▶ What you will do: In the text on the Purdue life-support center, turn the paragraph beginning "In late 1990" into a short bulleted list that keeps its main facts.

▶ Exercise text:
((

Introduction to the NSCORT on Bioregenerative Life Support at Purdue University 1990-1995

In late 1990, the National Aeronautics and Space Administration established the NASA Specialized Center of Outreach, Research and Training (NSCORT) on Bioregenerative Life Support. During its years of operation, this NSCORT evolved to include 9 investigators in 5 major areas of research. Eight of those investigators were located at Purdue University and one was at the University of California at Berkeley. The NSCORT also supported outreach programs for children, young people, and the general public. This webserver was part of that effort.

The unifying goal of research at this NSCORT was determining the feasibility of a Controlled Ecological Life-Support System (CELSS) being sustainable with respect to power, labor, and materials. The CELSS concept is that a life-support system closed with respect to mass, but open with respect to energy can operate almost indefinitely in space without resupply from Earth. A CELSS will have one or more heterotrophic components (human crew, animals) as well as photoautotrophic components (crop plants, algae). A simplified version of a CELSS depicting regeneration of carbon, oxygen, water, and mineral resources by cycling mass through biological organisms is shown in a schematic representation.

))

Data entries
((

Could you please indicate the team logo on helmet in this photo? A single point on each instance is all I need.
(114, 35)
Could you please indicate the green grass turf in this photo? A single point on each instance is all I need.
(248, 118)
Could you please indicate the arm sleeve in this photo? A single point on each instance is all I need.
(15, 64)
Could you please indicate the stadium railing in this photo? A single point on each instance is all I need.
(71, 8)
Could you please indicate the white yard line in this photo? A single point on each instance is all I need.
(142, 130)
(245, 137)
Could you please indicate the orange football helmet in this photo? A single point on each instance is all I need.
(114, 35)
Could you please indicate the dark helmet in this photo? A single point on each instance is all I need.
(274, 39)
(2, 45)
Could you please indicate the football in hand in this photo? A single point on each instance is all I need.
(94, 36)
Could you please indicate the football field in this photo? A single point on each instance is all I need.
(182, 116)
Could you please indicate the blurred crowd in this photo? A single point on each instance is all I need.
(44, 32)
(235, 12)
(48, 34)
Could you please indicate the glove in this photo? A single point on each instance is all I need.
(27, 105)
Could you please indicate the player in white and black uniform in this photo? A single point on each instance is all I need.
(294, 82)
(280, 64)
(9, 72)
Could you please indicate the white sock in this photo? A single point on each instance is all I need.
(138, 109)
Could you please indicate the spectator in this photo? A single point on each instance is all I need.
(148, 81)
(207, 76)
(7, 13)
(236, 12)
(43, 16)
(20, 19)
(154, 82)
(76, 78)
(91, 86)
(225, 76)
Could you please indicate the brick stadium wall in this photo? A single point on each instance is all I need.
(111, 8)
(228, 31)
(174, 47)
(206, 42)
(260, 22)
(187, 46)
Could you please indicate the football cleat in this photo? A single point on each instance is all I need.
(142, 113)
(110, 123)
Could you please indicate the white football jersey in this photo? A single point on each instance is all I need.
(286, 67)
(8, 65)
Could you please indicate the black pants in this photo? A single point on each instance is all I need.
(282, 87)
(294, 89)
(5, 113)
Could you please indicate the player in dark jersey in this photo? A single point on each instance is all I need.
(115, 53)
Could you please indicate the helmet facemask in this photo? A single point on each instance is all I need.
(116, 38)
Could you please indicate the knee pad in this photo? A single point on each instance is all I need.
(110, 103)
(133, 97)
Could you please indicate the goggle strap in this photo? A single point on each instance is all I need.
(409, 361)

))

▶ Written response:
- In late 1990, NASA established the NASA Specialized Center of Outreach, Research and Training (NSCORT) on Bioregenerative Life Support.
- Over its years of operation, it grew to 9 investigators in 5 major research areas.
- Eight investigators were at Purdue University and one was at the University of California at Berkeley.
- It also supported outreach programs for children, young people, and the general public, including this webserver.